__EXCERPT TO READ__
>>>>>
9 - Save records not geo-referenced but with locality information

ENRICHMENT. Coordinates can be derived from a detailed description of the locality associated with records in a process called retrospective geo-referencing.

xyFromLocality <- bdc_coordinates_from_locality(
  data = check_pf,
  locality = "locality",
  lon = "decimalLongitude",
  lat = "decimalLatitude"
)
#> 
#> bdc_coordinates_from_locality 
#> Found 1524 records missing or with invalid coordinates but with potentially useful information on locality.
#>  
#> Check database in: C:/Users/Bruno Ribeiro/Documents/bdc/vignettes/Output/Check/01_coordinates_from_locality.csv

Report

Creating a column named “.summary” summarizing the results of all VALIDATION tests. This column is “FALSE” if any test was flagged as “FALSE” (i.e. potentially invalid or suspect record).
<<<<<
__DATA SHOWN__
>>>>>
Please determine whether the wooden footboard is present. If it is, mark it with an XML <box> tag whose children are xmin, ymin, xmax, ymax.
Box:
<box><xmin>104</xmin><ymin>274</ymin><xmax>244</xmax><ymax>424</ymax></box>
<<<<<
__TASK INSTRUCTIONS__
1. Rewrite the excerpt on geo-referencing records from "ENRICHMENT. Coordinates can" up to and including "called retrospective geo-referencing.", with "retrospective geo-referencing" renamed to "locality-based geo-referencing".
2. In the excerpt on geo-referencing records, how many records does bdc_coordinates_from_locality report as missing or having invalid coordinates but with potentially useful locality information?

__SOLUTIONS TO THE TASKS__
1.
ENRICHMENT. Coordinates can be derived from a detailed description of the locality associated with records in a process called locality-based geo-referencing.

2. 1524 records.